• [Texto de origem]:
Nos bastidores das últimas edições, tem acontecido por aqui uma verdadeira investigação sobre a escrita. Me sinto um pouco estranha no processo que eu mesma elaborei e que funcionou durante tantas edições. Encaixar essa escrita no meio da nova rotina tem sido quase como começar de novo, sentindo todos os bloqueios que dificultam esse processo. Durante a escrita da edição de hoje, percebi de novo aquilo que eu mesma escrevi na edição #34: a auto cobrança em excesso. Esqueço que uma newsletter é, na verdade, uma carta enviada a quem lê, em uma relação de proximidade que se estabelece entre nós, e não precisa ser um ensaio elaborado sobre um tema complexo, pelo menos não toda semana. Sigo nesse processo de entender o que funciona e o que não, tentando me soltar das pressões que coloquei pra mim mesma. No fim das contas, é como se essas Andanças fossem também uma grande pesquisa.
Acho que os filmes - assim como toda arte, talvez - também podem ser uma espécie de investigação por parte de seus criadores. Um olhar para o passado para entender quem foram, de onde vieram, qual caminho percorreram, o que se ganhou e o que se perdeu, ao mesmo tempo que desenvolvem e evoluem a sua linguagem e expressão. É uma pesquisa e um experimento, uma estrada que se pega para entender o que aconteceu e onde se quer chegar. É o que a diretora Chantal Akerman faz em Notícias de casa (News from home, 1976).
“Minha querida filha,
recebi a sua carta e espero que escreva com frequência. Em todo caso, espero que esteja em casa em breve. Espero que esteja se comportando e que já tenha achado um emprego. Acho que você é feliz em Nova York, então ficamos felizes também, mesmo sentindo a sua falta. Quando você voltará? […] Escreva em breve. Estou ansiosa para ouvir sobre o seu trabalho, Nova York, tudo. Um grande abraço de nós três. Sempre pensamos em você.
A sua mãe que te ama.”
Nova York, década de 70. Uma jovem cineasta belga chamada Chantal Akerman, então com 21 anos, atravessou o oceano e se mudou para a cidade com alguns trocados no bolso, arriscando a sorte para ver o que ia rolar no lugar onde tudo parecia acontecer. Ela viveu ali por dois anos, de 1971 a 1973 e Notícias de casa é filmado alguns anos depois, quando ela já havia retornado para a Europa. O que vemos durante todo o filme é uma sequência de filmagens da cidade, enquanto a voz de Chantal lê cartas escritas por sua mãe no período em que morou lá.
Sua mãe está sempre perguntando sobre como as coisas estão, como está o trabalho, se ela recebeu os 20 dólares enviados na carta anterior. Vai lhe atualizando sobre o clima de Bruxelas, a saúde de todos na família, as últimas fofocas e como andam os negócios. Envia roupas e dinheiro como pode e cobra a filha pelo intervalo grande entre as cartas. A mãe se encontra em um dilema dificílimo de resolver: gostaria de ter a filha por perto, mas também quer que ela seja feliz seguindo seus próprios passos.

• [Descrição do exercício]:
Transcreva fielmente o trecho do texto de origem acima, começando em "Nova York, década" e terminando em "que morou lá.".

• [Dados apresentados]:
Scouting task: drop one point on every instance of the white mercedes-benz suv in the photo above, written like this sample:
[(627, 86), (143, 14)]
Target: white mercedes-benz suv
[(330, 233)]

• [Resolução da tarefa]:
Nova York, década de 70. Uma jovem cineasta belga chamada Chantal Akerman, então com 21 anos, atravessou o oceano e se mudou para a cidade com alguns trocados no bolso, arriscando a sorte para ver o que ia rolar no lugar onde tudo parecia acontecer. Ela viveu ali por dois anos, de 1971 a 1973 e Notícias de casa é filmado alguns anos depois, quando ela já havia retornado para a Europa. O que vemos durante todo o filme é uma sequência de filmagens da cidade, enquanto a voz de Chantal lê cartas escritas por sua mãe no período em que morou lá.